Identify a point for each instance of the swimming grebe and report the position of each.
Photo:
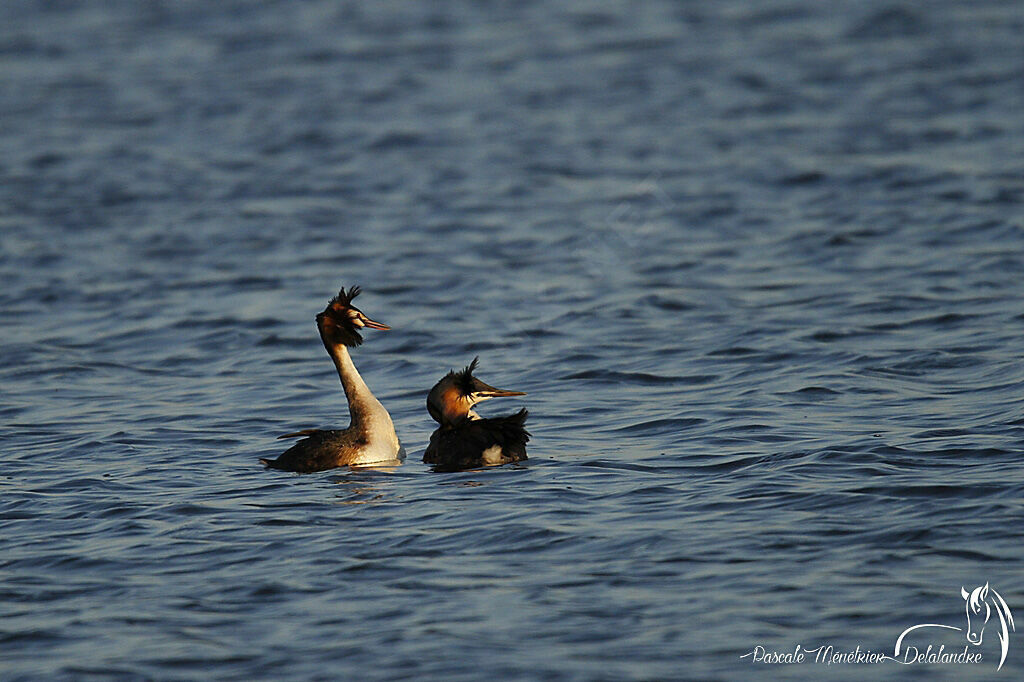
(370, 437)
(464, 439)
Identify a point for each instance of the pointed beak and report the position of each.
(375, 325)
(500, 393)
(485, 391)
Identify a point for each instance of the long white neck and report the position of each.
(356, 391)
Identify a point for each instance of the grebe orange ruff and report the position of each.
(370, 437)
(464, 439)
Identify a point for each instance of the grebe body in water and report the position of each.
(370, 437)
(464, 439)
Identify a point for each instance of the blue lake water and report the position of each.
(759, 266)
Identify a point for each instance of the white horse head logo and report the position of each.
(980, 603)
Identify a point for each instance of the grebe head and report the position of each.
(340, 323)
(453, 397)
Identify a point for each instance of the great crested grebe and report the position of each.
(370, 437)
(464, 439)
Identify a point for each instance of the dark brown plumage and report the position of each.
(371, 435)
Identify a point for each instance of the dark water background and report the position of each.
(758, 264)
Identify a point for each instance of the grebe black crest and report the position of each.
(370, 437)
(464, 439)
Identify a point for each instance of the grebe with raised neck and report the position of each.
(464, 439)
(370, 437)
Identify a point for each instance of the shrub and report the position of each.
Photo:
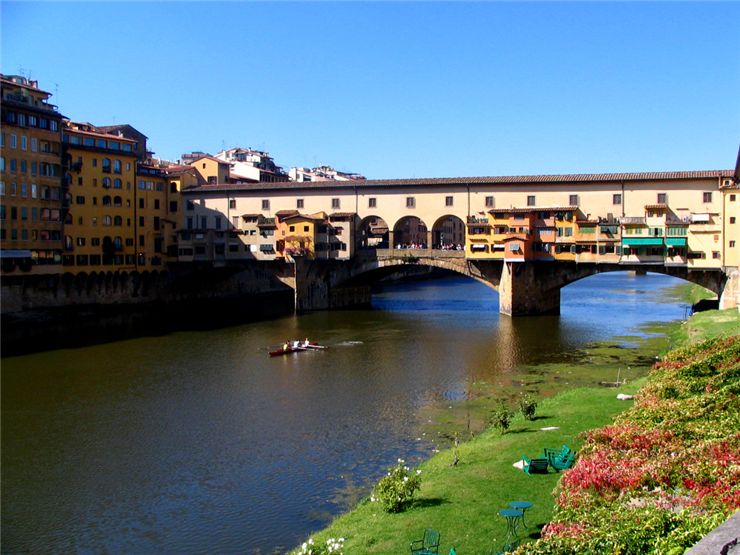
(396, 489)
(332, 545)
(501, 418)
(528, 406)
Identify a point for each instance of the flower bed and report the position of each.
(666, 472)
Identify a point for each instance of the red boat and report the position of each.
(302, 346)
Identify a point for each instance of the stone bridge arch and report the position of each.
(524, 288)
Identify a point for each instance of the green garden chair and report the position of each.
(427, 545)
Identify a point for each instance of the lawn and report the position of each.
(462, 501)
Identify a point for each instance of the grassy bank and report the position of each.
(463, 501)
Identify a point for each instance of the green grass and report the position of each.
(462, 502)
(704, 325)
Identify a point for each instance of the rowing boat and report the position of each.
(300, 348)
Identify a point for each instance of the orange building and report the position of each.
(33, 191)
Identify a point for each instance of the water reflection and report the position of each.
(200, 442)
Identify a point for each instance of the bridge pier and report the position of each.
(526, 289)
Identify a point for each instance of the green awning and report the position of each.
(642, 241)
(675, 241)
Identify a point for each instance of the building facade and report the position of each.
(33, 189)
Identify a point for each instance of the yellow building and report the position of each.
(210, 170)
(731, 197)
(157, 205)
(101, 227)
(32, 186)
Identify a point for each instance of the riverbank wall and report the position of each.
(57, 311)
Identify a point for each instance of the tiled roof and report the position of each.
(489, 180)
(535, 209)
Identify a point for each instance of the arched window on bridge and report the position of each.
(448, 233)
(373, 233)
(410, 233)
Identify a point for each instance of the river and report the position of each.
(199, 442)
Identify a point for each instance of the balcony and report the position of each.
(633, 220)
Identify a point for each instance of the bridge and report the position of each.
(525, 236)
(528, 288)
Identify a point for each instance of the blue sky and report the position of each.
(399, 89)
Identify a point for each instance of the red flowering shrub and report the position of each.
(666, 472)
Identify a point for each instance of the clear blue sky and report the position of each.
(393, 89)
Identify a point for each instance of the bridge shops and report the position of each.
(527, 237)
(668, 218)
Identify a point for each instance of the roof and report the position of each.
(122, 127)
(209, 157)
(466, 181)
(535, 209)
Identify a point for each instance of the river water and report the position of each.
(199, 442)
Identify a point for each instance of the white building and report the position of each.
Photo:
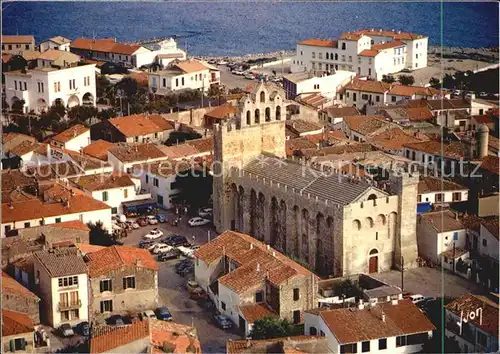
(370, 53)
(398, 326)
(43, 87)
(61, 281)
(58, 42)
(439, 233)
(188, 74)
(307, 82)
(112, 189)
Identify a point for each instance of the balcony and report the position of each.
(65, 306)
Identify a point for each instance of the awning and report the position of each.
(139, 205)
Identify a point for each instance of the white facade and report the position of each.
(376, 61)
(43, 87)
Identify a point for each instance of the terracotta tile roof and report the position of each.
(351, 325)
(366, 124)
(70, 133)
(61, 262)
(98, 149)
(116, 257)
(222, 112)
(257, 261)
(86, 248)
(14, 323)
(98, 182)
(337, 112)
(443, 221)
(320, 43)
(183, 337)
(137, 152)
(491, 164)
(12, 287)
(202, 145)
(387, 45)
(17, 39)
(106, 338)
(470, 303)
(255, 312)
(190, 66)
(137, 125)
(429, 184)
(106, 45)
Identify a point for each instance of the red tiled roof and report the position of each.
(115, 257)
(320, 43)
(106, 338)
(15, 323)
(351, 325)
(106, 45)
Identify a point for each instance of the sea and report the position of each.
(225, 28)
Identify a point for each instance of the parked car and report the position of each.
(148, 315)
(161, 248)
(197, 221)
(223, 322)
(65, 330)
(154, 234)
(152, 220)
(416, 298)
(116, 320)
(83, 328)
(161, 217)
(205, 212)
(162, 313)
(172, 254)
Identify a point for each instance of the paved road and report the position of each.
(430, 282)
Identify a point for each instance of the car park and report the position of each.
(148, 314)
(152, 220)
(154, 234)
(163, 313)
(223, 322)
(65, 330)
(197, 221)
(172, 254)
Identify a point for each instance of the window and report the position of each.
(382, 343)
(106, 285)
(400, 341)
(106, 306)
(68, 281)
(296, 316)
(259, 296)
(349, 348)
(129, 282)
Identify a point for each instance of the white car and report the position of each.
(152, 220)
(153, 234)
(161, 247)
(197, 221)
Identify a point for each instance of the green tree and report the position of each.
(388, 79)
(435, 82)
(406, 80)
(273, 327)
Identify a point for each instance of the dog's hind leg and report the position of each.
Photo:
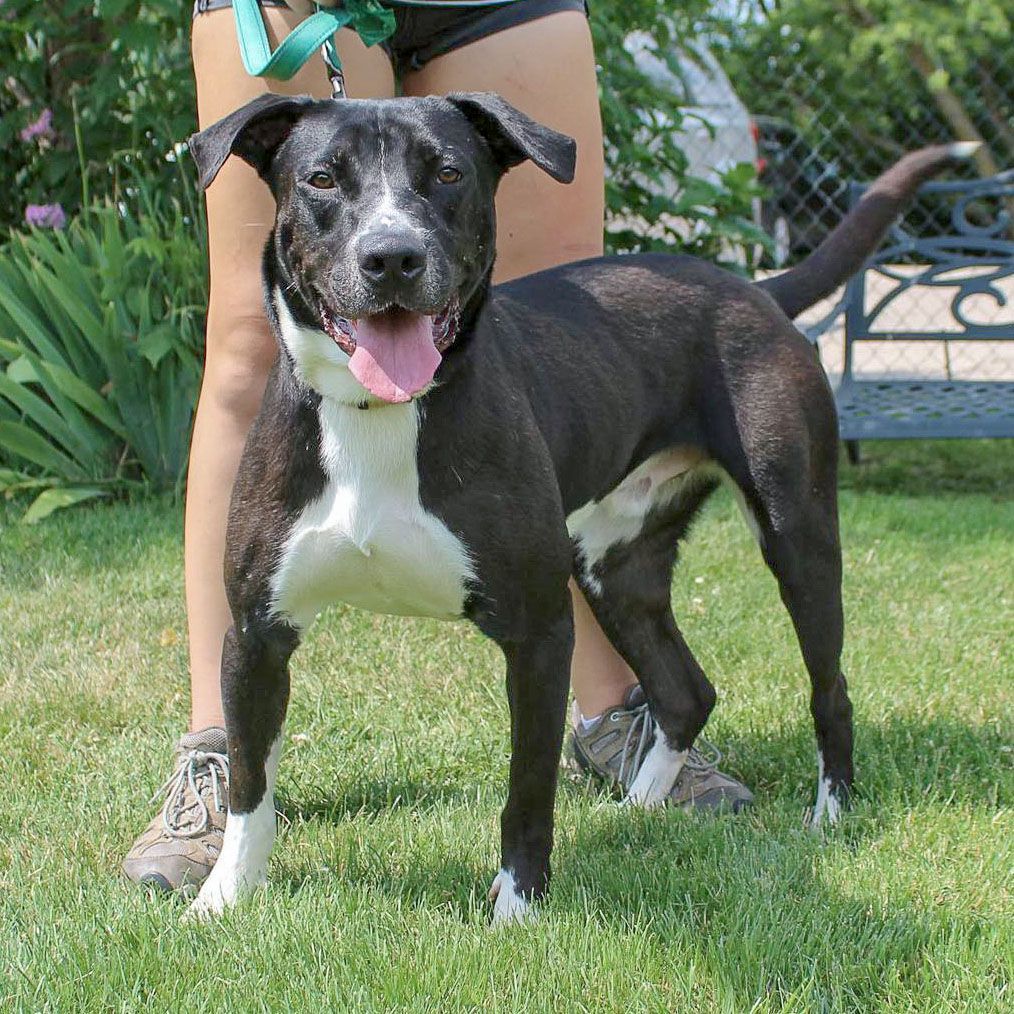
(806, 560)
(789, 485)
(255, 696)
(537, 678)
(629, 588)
________
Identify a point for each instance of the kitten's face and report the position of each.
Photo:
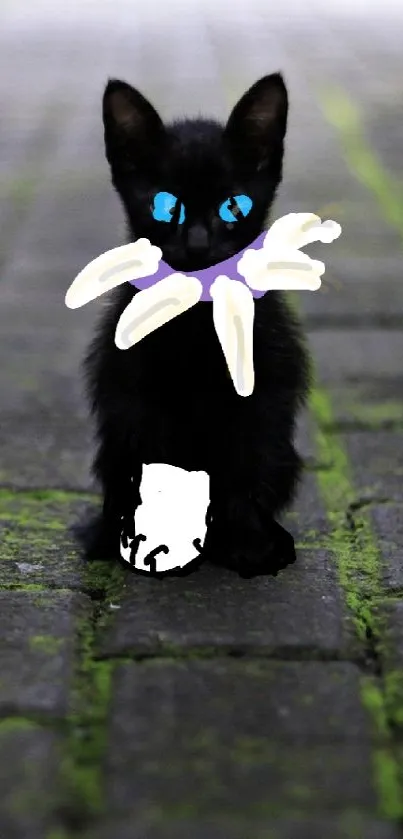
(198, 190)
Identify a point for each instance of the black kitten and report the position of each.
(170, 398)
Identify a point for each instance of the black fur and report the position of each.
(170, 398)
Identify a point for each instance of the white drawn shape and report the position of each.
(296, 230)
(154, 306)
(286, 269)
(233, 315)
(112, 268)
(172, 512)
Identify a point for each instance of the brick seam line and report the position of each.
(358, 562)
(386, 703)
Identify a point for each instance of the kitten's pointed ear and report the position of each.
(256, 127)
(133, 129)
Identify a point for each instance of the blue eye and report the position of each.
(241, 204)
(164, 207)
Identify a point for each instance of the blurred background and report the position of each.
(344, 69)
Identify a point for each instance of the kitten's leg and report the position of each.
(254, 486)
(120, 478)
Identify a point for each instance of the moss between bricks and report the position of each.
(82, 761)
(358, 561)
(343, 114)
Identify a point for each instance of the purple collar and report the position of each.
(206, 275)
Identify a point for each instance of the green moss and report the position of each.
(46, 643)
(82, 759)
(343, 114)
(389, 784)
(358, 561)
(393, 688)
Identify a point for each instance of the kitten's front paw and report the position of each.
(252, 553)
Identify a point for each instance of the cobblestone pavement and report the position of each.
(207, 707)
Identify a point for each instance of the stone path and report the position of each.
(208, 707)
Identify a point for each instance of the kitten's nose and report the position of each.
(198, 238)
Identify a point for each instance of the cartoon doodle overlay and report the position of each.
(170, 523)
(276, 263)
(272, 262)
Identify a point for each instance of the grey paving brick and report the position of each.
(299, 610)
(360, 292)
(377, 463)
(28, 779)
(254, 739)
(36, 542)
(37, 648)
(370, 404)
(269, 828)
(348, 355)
________
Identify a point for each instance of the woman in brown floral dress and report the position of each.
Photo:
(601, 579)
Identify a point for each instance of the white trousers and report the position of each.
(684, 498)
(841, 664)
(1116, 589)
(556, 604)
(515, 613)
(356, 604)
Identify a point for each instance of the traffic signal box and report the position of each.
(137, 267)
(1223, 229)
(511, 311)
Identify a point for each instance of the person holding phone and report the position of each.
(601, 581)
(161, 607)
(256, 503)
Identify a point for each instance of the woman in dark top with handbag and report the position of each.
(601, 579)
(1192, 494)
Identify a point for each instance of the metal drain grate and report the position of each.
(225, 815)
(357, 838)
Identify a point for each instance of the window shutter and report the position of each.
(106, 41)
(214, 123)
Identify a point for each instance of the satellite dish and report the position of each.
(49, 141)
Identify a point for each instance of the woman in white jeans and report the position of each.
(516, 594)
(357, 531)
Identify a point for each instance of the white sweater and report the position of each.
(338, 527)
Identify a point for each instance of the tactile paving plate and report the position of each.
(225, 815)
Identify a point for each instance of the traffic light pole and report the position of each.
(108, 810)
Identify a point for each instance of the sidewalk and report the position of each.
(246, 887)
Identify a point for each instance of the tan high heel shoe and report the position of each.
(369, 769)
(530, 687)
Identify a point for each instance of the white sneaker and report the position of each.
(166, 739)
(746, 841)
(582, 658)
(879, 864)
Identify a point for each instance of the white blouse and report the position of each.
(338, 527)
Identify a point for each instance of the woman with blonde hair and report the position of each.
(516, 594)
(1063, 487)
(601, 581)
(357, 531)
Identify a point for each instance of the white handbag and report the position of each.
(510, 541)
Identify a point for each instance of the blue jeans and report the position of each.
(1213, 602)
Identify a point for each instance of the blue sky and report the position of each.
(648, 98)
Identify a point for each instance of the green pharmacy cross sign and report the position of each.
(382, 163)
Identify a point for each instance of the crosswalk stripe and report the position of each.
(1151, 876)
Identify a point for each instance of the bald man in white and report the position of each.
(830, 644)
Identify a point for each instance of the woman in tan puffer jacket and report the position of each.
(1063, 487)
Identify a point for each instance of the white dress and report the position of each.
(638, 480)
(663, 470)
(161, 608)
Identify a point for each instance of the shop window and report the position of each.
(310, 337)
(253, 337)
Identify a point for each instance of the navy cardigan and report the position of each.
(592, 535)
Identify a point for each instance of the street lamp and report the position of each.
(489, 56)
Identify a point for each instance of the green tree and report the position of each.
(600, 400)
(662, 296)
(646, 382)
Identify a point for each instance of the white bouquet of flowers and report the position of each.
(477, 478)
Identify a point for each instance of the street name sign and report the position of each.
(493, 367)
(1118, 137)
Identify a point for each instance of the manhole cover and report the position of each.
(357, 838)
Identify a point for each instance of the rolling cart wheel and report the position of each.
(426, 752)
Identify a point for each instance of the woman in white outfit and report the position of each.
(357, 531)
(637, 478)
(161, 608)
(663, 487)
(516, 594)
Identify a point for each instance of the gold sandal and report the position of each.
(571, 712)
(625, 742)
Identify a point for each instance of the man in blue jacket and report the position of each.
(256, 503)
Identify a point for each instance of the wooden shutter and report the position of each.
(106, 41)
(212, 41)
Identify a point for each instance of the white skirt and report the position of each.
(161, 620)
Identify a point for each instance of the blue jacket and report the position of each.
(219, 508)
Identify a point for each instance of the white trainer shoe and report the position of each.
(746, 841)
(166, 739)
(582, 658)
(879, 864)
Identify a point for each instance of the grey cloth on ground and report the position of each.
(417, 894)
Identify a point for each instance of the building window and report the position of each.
________
YOUR OBJECTIVE: Recast the listing lines from the line containing "Identify a point for each instance of the man in" up to and including the line containing "Identify a point for each instance of the building window" as a JSON list of strings, one string per line, leaving out blank lines.

FINAL ANSWER:
[
  "Identify a point for each instance of the man in blue jacket and report the position of each.",
  "(256, 503)",
  "Identify a point for each instance of the wooden shutter and report the position of each.",
  "(106, 41)",
  "(212, 41)",
  "Identify a point for each instance of the white skirt and report the position of each.",
  "(161, 620)",
  "Identify a point for each instance of the blue jacket and report the position of each.",
  "(219, 508)",
  "Identify a point for each instance of the white trainer shoe and report the position of each.",
  "(746, 841)",
  "(166, 739)",
  "(582, 658)",
  "(879, 864)",
  "Identify a point for each instance of the grey cloth on ground and report the position of each.",
  "(417, 894)",
  "Identify a point for each instance of the building window and report the position of each."
]